Top of Data to examine
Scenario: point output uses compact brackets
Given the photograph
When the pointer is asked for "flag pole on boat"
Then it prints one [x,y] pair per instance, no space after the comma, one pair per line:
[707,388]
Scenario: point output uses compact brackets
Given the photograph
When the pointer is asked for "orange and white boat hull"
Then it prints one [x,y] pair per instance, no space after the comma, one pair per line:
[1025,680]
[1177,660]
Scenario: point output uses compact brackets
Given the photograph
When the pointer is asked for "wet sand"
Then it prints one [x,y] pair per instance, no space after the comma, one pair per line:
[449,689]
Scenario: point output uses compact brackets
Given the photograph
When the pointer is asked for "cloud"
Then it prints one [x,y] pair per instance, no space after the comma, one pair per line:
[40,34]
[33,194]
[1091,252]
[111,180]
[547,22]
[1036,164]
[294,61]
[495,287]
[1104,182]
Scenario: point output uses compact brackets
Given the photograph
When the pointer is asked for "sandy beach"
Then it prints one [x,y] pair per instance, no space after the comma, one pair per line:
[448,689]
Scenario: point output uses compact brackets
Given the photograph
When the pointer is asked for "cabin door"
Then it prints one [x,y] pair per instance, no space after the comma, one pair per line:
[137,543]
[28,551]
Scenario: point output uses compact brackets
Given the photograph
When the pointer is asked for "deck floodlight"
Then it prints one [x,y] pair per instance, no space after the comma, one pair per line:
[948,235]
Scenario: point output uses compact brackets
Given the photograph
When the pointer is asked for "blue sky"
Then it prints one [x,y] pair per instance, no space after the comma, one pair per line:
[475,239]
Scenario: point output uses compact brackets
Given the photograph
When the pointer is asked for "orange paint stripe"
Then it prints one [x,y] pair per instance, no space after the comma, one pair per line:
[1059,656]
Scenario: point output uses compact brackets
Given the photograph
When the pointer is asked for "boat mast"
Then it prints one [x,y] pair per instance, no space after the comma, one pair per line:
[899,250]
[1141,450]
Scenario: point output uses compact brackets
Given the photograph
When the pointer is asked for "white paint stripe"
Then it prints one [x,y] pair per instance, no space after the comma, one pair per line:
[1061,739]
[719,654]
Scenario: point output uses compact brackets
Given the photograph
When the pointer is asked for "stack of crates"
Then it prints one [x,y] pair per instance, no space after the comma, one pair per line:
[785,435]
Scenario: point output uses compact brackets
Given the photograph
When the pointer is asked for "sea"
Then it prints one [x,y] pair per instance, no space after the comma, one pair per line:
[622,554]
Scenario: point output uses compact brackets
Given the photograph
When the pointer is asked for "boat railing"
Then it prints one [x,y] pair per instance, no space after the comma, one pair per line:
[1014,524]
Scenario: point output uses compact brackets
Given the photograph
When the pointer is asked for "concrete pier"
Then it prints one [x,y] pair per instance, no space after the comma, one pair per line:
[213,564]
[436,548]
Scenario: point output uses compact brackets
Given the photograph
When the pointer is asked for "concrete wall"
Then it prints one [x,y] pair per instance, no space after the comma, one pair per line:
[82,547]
Bottom of Data to examine
◆ **What is needed**:
The line containing "and white boat" marks the end. Please print exactly every line from the top of the data to it, both included, and nothing more.

◆ **Answer for the task**:
Scenario: point output uses compact brackets
Given the photograph
When the pointer is asked for "flag pole on boat"
Then it prints one [x,y] pair per instance, no space after the comma, one pair per line:
[707,388]
Scenario: point output uses compact brackets
Given the photograph
When the pointer is asked for "orange and white boat hull"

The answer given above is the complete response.